**Problems and tasks:**
(A) Decide whether each statement agrees with the AAPL volatility passage below: (i) The writer knows which IVOL assumptions Bloomberg uses. (ii) AAPL closed on Oct. 15, 2020 at $119.02. (iii) The writer considers the method used to be sound. For each one, answer yes or no and quote the deciding words.
(B) Copy word for word the part of the AAPL volatility passage below starting with "put IVOL = 45.3%" and going on through "a great candidate.".
(C) Proceed with the AAPL volatility passage below from its last sentence onward.

--- Selected text ---

How do I test this? Well I don’t know the series of options IVOL assumptions to be used. Maybe it’s the way Bloomberg does it, maybe not, no idea. So, let’s say I were to use AAPL Ivols over the next 30 days. (there isn’t much difference in AAPL between call and put IVOL).

(this method above is definitely wrong, I should be using more strikes and adjusting to variance contribution, but here ya go)

call IVOL = 44.8% * √(18/365) x √(2/π) = 7.94% ‘implied average 18 day move’.

put IVOL = 45.3% * √(18/365) x √(2/π) = 8.03% ‘implied average 18 day move’.

AAPL closed Oct. 15, 2020 at $119.02. That would give it a range based on my method of $109.90 – $128.47. Not bad eh? I’ll note that there was very little difference between put and call IVOL, so it wasn’t a great candidate.

--- Material supplied ---

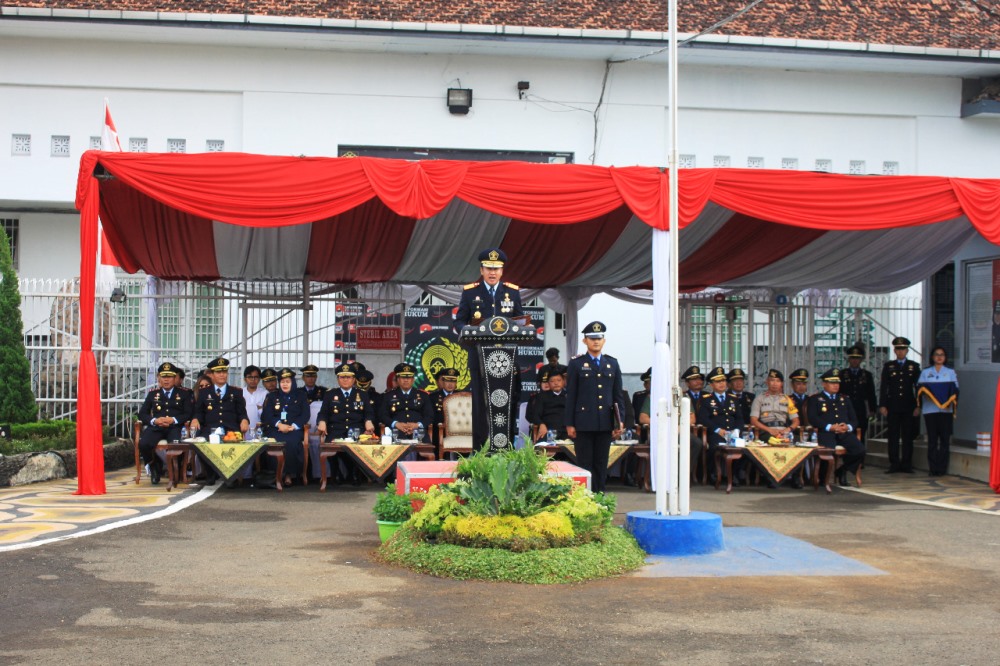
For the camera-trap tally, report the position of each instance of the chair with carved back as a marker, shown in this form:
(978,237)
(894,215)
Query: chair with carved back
(456,431)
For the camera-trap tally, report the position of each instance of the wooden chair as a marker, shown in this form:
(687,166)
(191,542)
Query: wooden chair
(456,433)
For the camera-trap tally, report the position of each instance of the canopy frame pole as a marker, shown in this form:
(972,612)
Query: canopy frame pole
(306,309)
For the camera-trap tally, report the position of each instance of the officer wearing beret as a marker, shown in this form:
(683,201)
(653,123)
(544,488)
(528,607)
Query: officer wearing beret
(404,408)
(898,402)
(744,399)
(859,386)
(550,405)
(800,394)
(488,297)
(219,406)
(164,411)
(595,406)
(832,414)
(447,382)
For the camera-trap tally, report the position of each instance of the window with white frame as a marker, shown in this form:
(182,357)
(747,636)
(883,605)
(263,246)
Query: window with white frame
(10,225)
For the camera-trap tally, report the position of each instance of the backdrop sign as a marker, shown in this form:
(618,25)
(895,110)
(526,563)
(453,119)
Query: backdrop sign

---

**Per-task outputs:**
(A)
(i) No: "Maybe it’s the way Bloomberg does it, maybe not, no idea."
(ii) Yes: "AAPL closed Oct. 15, 2020 at $119.02."
(iii) No: "this method above is definitely wrong"

(B)
put IVOL = 45.3% * √(18/365) x √(2/π) = 8.03% ‘implied average 18 day move’.

AAPL closed Oct. 15, 2020 at $119.02. That would give it a range based on my method of $109.90 – $128.47. Not bad eh? I’ll note that there was very little difference between put and call IVOL, so it wasn’t a great candidate.

(C)
One point regarding vol of vol. If you use a wider array of option strikes (mainly if you start incorporating OOTM strikes in the call IVOL and put IVOL strikes, unlike what I did), you can start incorporating some other embedded information. Skew is valuable data that may change the risk range (particularly to the downside). This would be weighted to the contribution to that expiration’s overall variance. This would also pick up some gamma pricing and vol of vol data.  In fact, certain option strategies like this one (https://www.fidelity.com/learning-center/investment-products/options/options-strategy-guide/1×2-ratio-volatility-spread-calls) expose you to vol of vol because of the structure and the OOTM calls that you are long.